→ **REQUIRED WORK**
Write out the lines below word for word, starting with the first and ending with the line that contains "[763,288,913,340]", both included.

→ **EXERCISE INPUTS**
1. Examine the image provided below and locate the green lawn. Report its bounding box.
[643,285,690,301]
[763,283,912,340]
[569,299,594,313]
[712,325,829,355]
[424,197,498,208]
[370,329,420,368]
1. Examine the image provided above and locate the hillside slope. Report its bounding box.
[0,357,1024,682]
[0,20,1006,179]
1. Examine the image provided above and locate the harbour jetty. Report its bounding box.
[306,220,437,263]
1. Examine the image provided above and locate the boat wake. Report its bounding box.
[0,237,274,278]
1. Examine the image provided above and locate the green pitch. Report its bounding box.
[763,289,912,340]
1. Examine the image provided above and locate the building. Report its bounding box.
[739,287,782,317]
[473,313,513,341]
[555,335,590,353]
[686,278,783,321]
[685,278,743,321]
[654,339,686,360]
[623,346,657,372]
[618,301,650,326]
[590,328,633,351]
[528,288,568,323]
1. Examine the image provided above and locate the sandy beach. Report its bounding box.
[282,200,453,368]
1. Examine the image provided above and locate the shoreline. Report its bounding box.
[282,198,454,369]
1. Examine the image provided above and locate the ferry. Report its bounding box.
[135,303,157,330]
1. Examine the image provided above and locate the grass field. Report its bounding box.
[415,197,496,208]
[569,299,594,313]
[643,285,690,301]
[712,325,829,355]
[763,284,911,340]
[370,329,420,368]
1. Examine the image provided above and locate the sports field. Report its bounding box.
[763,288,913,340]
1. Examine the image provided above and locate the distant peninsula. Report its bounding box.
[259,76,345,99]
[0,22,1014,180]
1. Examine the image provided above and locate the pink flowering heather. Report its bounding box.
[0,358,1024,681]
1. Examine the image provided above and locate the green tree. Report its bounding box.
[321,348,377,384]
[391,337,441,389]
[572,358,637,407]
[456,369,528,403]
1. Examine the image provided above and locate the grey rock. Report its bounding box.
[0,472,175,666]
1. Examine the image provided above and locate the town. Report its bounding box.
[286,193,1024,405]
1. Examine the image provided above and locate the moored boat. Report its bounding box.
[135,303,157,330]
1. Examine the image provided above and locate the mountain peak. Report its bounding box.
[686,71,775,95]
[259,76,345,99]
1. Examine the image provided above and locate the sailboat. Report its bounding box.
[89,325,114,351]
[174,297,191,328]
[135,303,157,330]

→ **SOLUTION FOR THIS PROBLEM**
1. Examine the image provided below and locate the green lawn. Report its bounding box.
[643,285,690,301]
[763,283,912,340]
[569,299,594,313]
[712,325,829,355]
[424,197,498,208]
[370,329,420,368]
1. Examine the image provided above and locate the hillside slope. Report its bounding box.
[0,357,1024,682]
[0,20,1006,179]
1. Examine the image provided above and locate the harbour jetty. Report its bounding box.
[306,220,437,263]
1. Examine the image provided above and locate the boat wake. Report its bounding box.
[0,237,274,278]
1. Examine the image provided above and locate the green pitch. Report its bounding box.
[763,289,912,340]
1. Examine the image provided above and locate the building. Report its bounding box.
[739,287,782,317]
[473,313,513,341]
[555,335,590,353]
[686,278,783,321]
[685,278,743,321]
[654,339,686,360]
[623,346,657,372]
[618,301,650,326]
[590,328,633,351]
[528,288,568,323]
1. Examine the image provided above and locate the sandy beach. Report its bounding box.
[282,200,453,368]
1. Examine the image provided above and locate the shoreline. Report its bounding box.
[282,198,454,369]
1. Examine the image provided above and locate the ferry. Report its bounding box.
[135,303,157,330]
1. Examine the image provided above and locate the grass field. Report its bounding box.
[415,197,496,208]
[569,299,594,313]
[643,285,690,301]
[712,325,829,355]
[763,284,911,340]
[370,329,420,368]
1. Examine the image provided above and locate the sports field. Report its bounding box.
[763,288,913,340]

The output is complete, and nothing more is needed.